# Task prompt:
State whether each statement agrees with the passage below on Chesapeake island erosion, answering yes or no and quoting the deciding words of the passage. 1. Holland Island was made of rock. 2. White bought the house and most of the island in 1995 for $70,000. 3. Barren Island was abandoned before James Island.

These two factors mean that seas rise a tenth of an inch annually, eroding about 580 acres of Maryland a year, according to the state. The loss of land is all around the bay but is most noticeable on the low islands.
Holland Island was especially hard-hit: Like other Chesapeake islands, it was made of silt and clay, not rock, so its land eroded readily. Today, the ragged piece of marshy land is smaller than Holland’s outline in colonial times.
“It’s just like a dipstick,” said Michael Kearney, a professor at the University of Maryland. “The water goes up, it just gets drowned.”
Heyday in 1800s
After their heyday in the late 1800s, island villages began to wink out. James Island was abandoned about 1910, Barren Island about 1916. The Holland Islanders left about 1920, and most of the houses went with them, disassembled, put on boats, and reassembled in Eastern Shore towns such as Cambridge and Crisfield.
This house stayed behind.
White, who had worked as a waterman and a Methodist minister, bought the house and most of the island in 1995 for $70,000. It sits about six miles offshore from his home on the Eastern Shore.
He said the place became an obsession after he stumbled upon a young girl’s grave in one of the island’s grown-over graveyards.
“Bear with me a minute,” he recalled, his voice breaking at the memory. “It said, ‘Forget me not, is all I ask.’
“And I didn’t. I still haven’t,” White said. He said he drew inspiration from a photo, taken in the same cemetery, where he saw the ghostly outline of a girl standing near the grave.

Natural-language object-grounding data
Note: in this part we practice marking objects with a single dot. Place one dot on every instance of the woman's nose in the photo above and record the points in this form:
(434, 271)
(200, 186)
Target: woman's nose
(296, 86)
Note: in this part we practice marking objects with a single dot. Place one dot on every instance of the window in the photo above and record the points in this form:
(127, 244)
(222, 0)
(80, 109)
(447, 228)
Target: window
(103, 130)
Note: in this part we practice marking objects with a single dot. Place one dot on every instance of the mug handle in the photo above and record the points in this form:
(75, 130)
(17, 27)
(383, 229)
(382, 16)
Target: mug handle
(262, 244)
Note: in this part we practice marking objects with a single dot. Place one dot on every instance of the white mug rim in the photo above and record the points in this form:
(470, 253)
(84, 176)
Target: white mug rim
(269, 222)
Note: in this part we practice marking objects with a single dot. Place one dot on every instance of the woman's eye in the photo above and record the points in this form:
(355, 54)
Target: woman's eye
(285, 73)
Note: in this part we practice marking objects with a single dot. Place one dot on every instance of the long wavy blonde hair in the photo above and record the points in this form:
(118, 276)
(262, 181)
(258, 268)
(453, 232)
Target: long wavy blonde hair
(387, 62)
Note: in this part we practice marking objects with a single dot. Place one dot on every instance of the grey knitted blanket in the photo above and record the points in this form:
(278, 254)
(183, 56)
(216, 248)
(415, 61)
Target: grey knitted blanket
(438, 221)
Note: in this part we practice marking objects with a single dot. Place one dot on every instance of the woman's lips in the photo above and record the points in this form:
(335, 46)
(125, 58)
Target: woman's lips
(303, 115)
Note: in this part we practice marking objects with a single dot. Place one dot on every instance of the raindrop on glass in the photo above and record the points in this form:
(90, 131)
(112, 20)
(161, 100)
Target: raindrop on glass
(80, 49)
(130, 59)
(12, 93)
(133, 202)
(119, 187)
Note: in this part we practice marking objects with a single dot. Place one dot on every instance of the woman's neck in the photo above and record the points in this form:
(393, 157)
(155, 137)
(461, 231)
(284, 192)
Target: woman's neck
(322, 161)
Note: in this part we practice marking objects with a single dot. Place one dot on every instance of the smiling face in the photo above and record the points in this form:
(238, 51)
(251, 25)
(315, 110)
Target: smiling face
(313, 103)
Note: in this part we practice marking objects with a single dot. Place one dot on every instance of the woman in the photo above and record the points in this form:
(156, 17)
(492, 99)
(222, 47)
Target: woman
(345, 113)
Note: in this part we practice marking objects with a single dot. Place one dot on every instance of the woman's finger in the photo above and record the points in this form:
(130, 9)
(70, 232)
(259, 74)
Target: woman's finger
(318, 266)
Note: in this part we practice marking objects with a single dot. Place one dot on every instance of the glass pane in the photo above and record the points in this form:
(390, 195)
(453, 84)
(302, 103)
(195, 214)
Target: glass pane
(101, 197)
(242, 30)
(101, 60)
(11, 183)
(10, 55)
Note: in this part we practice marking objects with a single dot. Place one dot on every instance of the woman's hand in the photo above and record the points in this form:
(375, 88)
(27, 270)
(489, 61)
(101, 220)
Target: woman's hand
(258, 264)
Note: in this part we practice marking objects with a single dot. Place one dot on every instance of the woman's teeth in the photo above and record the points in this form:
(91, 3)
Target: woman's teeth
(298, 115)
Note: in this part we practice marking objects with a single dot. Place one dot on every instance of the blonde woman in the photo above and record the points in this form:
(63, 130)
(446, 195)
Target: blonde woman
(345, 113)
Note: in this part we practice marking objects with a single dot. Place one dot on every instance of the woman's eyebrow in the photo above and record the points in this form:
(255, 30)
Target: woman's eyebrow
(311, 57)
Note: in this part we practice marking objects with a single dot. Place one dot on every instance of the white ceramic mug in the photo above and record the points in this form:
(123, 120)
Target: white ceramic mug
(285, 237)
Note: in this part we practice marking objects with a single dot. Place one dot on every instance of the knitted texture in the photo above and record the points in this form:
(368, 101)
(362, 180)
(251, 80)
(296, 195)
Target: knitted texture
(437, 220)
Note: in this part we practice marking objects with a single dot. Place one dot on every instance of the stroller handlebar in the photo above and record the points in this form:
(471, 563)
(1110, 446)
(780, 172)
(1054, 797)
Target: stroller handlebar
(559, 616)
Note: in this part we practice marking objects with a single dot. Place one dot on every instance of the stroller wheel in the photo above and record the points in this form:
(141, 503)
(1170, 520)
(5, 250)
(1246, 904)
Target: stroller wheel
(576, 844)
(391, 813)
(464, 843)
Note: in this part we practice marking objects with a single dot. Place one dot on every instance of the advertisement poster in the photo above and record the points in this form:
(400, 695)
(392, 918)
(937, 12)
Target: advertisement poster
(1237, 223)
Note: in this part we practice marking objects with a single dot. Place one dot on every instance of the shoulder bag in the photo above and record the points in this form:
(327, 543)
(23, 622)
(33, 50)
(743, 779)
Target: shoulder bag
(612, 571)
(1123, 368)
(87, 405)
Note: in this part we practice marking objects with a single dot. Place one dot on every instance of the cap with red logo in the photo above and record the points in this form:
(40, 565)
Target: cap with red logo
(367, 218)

# Solution for this exercise:
1. No: "it was made of silt and clay, not rock"
2. Yes: "bought the house and most of the island in 1995 for $70,000"
3. No: "James Island was abandoned about 1910, Barren Island about 1916"